START Exercise materials
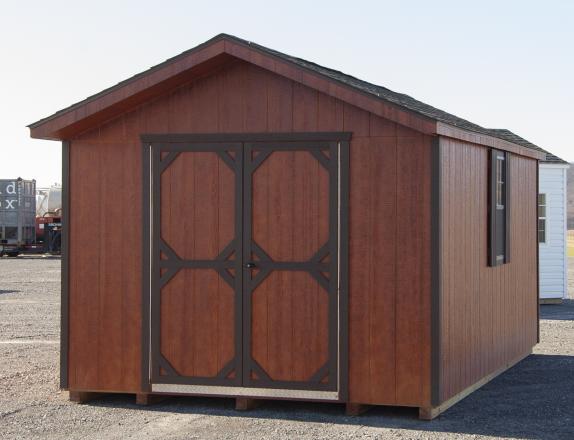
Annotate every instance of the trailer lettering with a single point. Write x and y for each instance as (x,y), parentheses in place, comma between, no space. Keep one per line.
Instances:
(8,203)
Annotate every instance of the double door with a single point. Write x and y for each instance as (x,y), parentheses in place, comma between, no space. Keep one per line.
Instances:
(245,290)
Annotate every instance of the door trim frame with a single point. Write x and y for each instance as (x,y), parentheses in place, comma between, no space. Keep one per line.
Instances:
(343,139)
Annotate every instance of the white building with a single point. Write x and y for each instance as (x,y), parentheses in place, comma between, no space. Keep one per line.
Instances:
(552,223)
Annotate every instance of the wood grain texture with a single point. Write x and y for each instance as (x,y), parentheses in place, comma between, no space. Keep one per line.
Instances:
(290,325)
(197,319)
(290,206)
(197,205)
(389,267)
(379,344)
(488,313)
END Exercise materials
Repeat all the material above exactly, apart from the pictures.

Annotate every instance of the trailer lettering with a single point. Write x and y for each instance as (x,y), parentheses in place, comma between, no space. Keep one per line.
Instances:
(8,203)
Annotate every instance of the double door with a single point. Write x and y for each instance as (x,y), parentheses in place, comma between, no space. Keep one per line.
Instances:
(245,290)
Annotate every instance of the door trim frame with a single point. Write x and y for each instance as (x,y), parentheses in place, comma between, no space. Keep one per line.
Instances:
(343,139)
Annotate every instance of the white building with a single point. Write x and y for each instance as (x,y), parentheses in place, comma between, no space. Keep one per line.
Instances:
(552,223)
Annotate every instance of the wood grain texture with a single point. Write x and y for each instance as (x,y), parentheses in place, comma between, no space. Keep one per line.
Instances:
(290,325)
(197,319)
(290,206)
(197,205)
(389,267)
(379,344)
(488,313)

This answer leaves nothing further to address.